*What you need to do*
Please copy back every row below word for word, leaving out the pictures.

*Information supplied*
»»
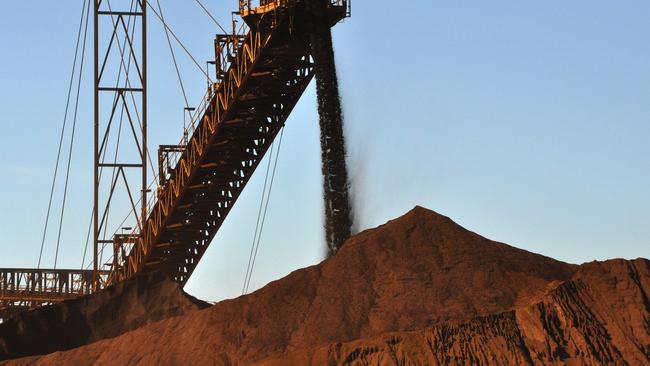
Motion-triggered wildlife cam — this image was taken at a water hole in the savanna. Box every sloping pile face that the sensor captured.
[0,273,208,360]
[3,207,577,365]
[258,259,650,366]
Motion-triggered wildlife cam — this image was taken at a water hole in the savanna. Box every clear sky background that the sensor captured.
[0,0,650,301]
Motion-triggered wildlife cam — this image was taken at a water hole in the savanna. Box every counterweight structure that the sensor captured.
[0,0,350,318]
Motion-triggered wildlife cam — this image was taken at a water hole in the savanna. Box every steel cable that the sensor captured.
[244,127,284,294]
[54,2,90,269]
[37,0,86,269]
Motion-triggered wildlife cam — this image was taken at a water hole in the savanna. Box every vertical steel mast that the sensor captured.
[93,0,147,291]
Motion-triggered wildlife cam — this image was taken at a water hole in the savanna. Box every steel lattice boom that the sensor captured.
[0,0,349,318]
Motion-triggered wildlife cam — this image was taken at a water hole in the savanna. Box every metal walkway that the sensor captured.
[0,0,349,317]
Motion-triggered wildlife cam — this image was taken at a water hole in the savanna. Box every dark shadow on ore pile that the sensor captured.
[1,207,650,366]
[0,273,208,360]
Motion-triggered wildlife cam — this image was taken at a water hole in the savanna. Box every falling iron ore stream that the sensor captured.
[305,0,352,257]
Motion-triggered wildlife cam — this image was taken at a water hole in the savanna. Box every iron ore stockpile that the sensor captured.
[305,0,352,256]
[0,207,650,366]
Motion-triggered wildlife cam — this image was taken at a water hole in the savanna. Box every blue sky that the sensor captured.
[0,0,650,301]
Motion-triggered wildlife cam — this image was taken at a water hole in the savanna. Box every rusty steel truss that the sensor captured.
[109,0,348,284]
[0,0,350,318]
[0,268,108,319]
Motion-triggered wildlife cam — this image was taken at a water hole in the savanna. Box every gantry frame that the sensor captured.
[0,0,350,317]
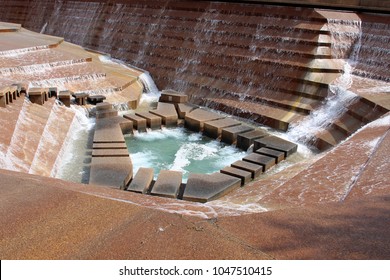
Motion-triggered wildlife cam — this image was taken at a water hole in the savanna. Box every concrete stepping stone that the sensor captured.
[185,109,225,132]
[149,102,178,126]
[220,166,252,186]
[92,149,129,157]
[158,91,188,103]
[96,109,118,119]
[242,153,276,172]
[237,129,269,151]
[89,156,133,189]
[87,95,106,105]
[183,173,241,202]
[135,112,162,129]
[203,118,241,139]
[230,160,263,179]
[95,102,112,111]
[176,103,199,119]
[221,125,254,145]
[57,90,72,107]
[127,167,154,194]
[92,143,127,150]
[150,170,182,198]
[253,135,298,157]
[255,148,284,164]
[123,114,146,132]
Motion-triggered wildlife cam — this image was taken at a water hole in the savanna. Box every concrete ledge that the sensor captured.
[220,166,252,186]
[176,103,199,119]
[159,90,188,103]
[92,149,129,157]
[231,160,263,179]
[127,167,154,194]
[149,102,178,126]
[89,156,133,189]
[183,173,241,202]
[221,125,254,145]
[203,118,241,139]
[185,109,224,132]
[57,90,72,107]
[150,170,182,198]
[237,129,268,151]
[253,135,298,157]
[96,109,118,119]
[92,143,127,150]
[123,114,146,132]
[242,153,276,172]
[255,148,284,164]
[135,112,162,129]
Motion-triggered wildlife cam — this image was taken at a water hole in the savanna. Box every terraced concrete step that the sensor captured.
[150,170,182,198]
[183,173,241,202]
[127,167,154,194]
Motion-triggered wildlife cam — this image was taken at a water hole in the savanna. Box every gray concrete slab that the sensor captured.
[135,112,162,129]
[176,103,199,119]
[127,167,154,194]
[220,166,252,186]
[237,129,269,151]
[185,109,225,132]
[96,109,118,119]
[149,102,179,127]
[255,148,284,164]
[231,160,263,179]
[89,157,133,189]
[254,135,298,157]
[159,90,188,103]
[123,114,146,132]
[183,173,241,202]
[242,153,276,172]
[221,125,254,145]
[203,118,241,139]
[93,117,126,143]
[150,170,182,198]
[95,102,112,111]
[92,149,129,157]
[92,143,127,150]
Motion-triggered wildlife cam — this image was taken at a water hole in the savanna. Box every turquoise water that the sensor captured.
[125,127,246,182]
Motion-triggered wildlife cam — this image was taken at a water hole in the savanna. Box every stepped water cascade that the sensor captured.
[0,0,390,258]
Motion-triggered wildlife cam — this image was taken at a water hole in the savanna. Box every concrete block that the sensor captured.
[176,103,198,119]
[72,93,89,106]
[95,102,112,112]
[231,160,263,179]
[221,125,254,145]
[183,173,241,202]
[159,90,188,103]
[58,90,72,107]
[150,170,182,198]
[135,112,162,129]
[127,167,154,194]
[237,129,269,151]
[123,114,146,132]
[185,109,224,132]
[92,149,129,157]
[220,166,252,186]
[254,148,284,164]
[242,153,276,172]
[92,143,127,150]
[87,95,106,105]
[89,157,133,189]
[96,109,118,119]
[149,102,178,127]
[203,118,241,139]
[254,135,298,157]
[27,88,45,105]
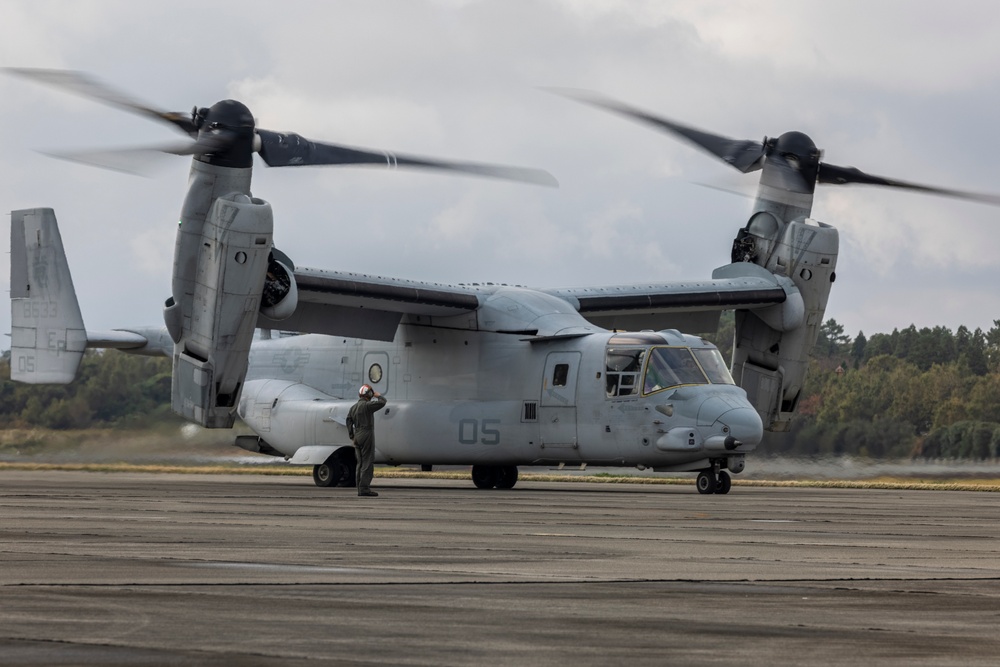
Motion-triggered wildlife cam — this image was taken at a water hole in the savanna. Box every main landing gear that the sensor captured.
[694,464,733,493]
[472,465,517,489]
[313,447,358,486]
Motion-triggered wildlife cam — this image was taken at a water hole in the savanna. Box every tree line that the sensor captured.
[764,319,1000,459]
[0,312,1000,459]
[0,350,179,429]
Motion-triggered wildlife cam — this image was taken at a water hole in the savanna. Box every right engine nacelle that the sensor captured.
[730,211,840,431]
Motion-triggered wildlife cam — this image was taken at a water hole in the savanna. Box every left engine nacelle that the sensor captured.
[164,193,274,428]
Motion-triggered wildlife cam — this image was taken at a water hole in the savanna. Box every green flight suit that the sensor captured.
[347,396,386,494]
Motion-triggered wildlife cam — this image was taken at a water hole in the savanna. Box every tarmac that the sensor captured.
[0,470,1000,667]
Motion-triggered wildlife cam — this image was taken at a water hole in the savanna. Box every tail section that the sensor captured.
[10,208,87,384]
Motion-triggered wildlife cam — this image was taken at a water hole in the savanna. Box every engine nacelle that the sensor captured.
[170,193,274,428]
[260,249,299,321]
[730,211,839,431]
««
*Response below*
Motion-triggered wildlife cam — this image was taken at a water hole in the savanna. Box every sloping pile face that the sensor captured.
[0,273,208,360]
[3,207,577,365]
[258,259,650,366]
Motion-triggered wildlife cam — this image was taken at a water hole in the savanna. Box every clear sky background that the sensor captured.
[0,0,650,301]
Motion-triggered wildlife cam — this image was taken at a water hole in the savanna. Box every counterweight structure that the sensor captured.
[0,0,350,318]
Motion-triggered wildlife cam — this image was taken at a water hole in the savanna. Box every steel cable that the sensor captured.
[244,127,284,294]
[54,2,90,269]
[37,0,86,269]
Motion-triggered wildlife cam — this image was taken at a water hole in the savanna. Box every vertical steel mast that the sensor captured.
[93,0,147,291]
Motion-triggered wildlife cam — this image was taken at a water hole in the savanna. Box every steel lattice boom that the sensor captured.
[0,0,349,318]
Motion-triggered wildlife cam — this image was taken at a water hole in the savanna. Box every metal walkway that the sensor captured.
[0,0,349,317]
Motion-triggered wildlife cam — this image was taken at a water hole in the savanna. Box every dark shadow on ore pile that the sensor captured.
[1,207,650,366]
[0,273,208,360]
Motion-triggered wildlife cam — this image was taken at a water hole in the savanna. Box every falling iron ore stream that the sensor captured.
[305,0,352,257]
Motion-triggered wildlife cam — this image was taken at a water hole in the savanna. Box every iron ore stockpile that the sensor captured.
[305,0,352,256]
[0,207,650,366]
Motion-triggered wildlife cam — this image was taken at a water hole in the savanna. Box every blue sky that the sensor captured.
[0,0,650,301]
Motion-triggered wildlife cam — this image was taken at a water hole in the savanna. Box every rusty steel truss that the sensor captured.
[109,0,348,284]
[0,0,350,318]
[0,268,108,319]
Motion-triggered wildlife cam — this image was taken at a water hole in the savanna. Box every gantry frame that the sensor captured.
[0,0,350,317]
Motion-triggered wildlife cam — this image was taken at a water hole in the savanna. Box every concrete stepping stone that the sensor captured.
[185,109,225,132]
[149,102,178,126]
[220,166,252,186]
[92,149,129,157]
[158,91,188,103]
[96,109,118,119]
[242,153,276,172]
[237,129,269,151]
[89,156,133,189]
[87,95,106,105]
[183,173,241,202]
[135,112,162,129]
[203,118,241,139]
[230,160,263,179]
[95,102,112,111]
[176,103,199,119]
[221,125,254,145]
[57,90,72,107]
[127,167,154,194]
[92,143,127,150]
[150,170,182,198]
[253,135,298,157]
[255,148,284,164]
[123,114,146,132]
Motion-triggered wildlife cam — this image was taken at a water hole in the savanna. Box every concrete ledge that the sensor captured.
[220,166,252,186]
[176,103,199,119]
[159,90,188,103]
[92,149,129,157]
[231,160,263,179]
[127,167,154,194]
[149,102,178,126]
[89,156,133,189]
[183,173,241,202]
[221,125,254,145]
[203,118,241,139]
[185,109,224,132]
[57,90,72,107]
[150,170,182,198]
[237,129,268,151]
[253,135,298,157]
[96,109,118,119]
[92,143,127,150]
[123,114,146,132]
[242,153,276,172]
[255,148,284,164]
[135,112,162,129]
Motion-triggered wildlife cam — this image was taken at a water hole in the savanna. Box every terraced concrete step that the sensor captured.
[150,170,182,198]
[183,173,241,202]
[127,167,154,194]
Motion-triggered wildlife cam — this image was taken at a water hole in the savanna. Box every gray concrete slab that the sensor captured.
[135,112,162,129]
[176,103,199,119]
[127,167,154,194]
[220,166,252,186]
[237,129,269,151]
[185,109,225,132]
[96,109,118,119]
[149,102,179,127]
[255,148,284,164]
[231,160,263,179]
[89,157,133,189]
[254,135,298,157]
[159,90,188,103]
[123,114,146,132]
[183,173,241,202]
[242,153,276,172]
[221,125,254,145]
[203,118,241,139]
[93,117,126,143]
[150,170,182,198]
[95,102,112,111]
[92,149,129,157]
[92,143,127,150]
Motion-triggered wildlife cam — this image was taken at a water hole in the savanna. Box every turquoise water that the sensor captured.
[125,127,246,182]
Motion-triggered wildlife cam — this image was taken at a water hole in the savanna. Box every stepped water cascade that the sensor captured.
[0,0,390,258]
Motion-triggered wildlife cam — this image was taken at a water hole in the savanna. Box every concrete block that the sensor captured.
[176,103,198,119]
[72,93,89,106]
[95,102,112,112]
[231,160,263,179]
[221,125,254,145]
[183,173,241,202]
[159,90,188,103]
[58,90,72,107]
[150,170,182,198]
[135,112,162,129]
[127,167,154,194]
[237,129,269,151]
[123,114,146,132]
[185,109,224,132]
[92,149,129,157]
[220,166,252,186]
[254,148,284,164]
[242,153,276,172]
[92,143,127,150]
[87,95,106,105]
[89,157,133,189]
[96,109,118,119]
[149,102,178,127]
[203,118,241,139]
[254,135,298,157]
[27,88,45,105]
Motion-triggered wildlife cam — this image was taken at a water hole in the savanna. Box every main landing gear that the sensor captured.
[694,464,733,493]
[472,465,517,489]
[313,447,358,486]
Motion-triggered wildlife cam — this image was taken at a water hole in the savanna. Box every tree line that the sensor captured.
[764,319,1000,459]
[0,312,1000,459]
[0,350,179,429]
Motion-triggered wildlife cam — this image was taken at a water hole in the savanna. Box every right engine nacelle that the sensor captured.
[730,211,840,431]
Motion-triggered wildlife cam — this image was taken at a water hole in the savanna. Box every left engine nacelle that the sensor captured.
[164,193,274,428]
Motion-triggered wildlife cam — this image was taken at a water hole in the savanna. Box every green flight suit that the sensor captured.
[347,396,386,494]
Motion-triggered wildlife cam — this image was taken at a water hole in the savanna. Box every tarmac that the sensor captured.
[0,470,1000,667]
Motion-triggered wildlife cam — this image was taken at a water hole in the savanna. Box every tail section that the sensor captured.
[10,208,87,384]
Motion-triggered wildlife cam — this image was taken at a water hole in the savanna. Box every engine nacelle that the sensor captured.
[170,193,274,428]
[260,249,299,321]
[730,211,839,431]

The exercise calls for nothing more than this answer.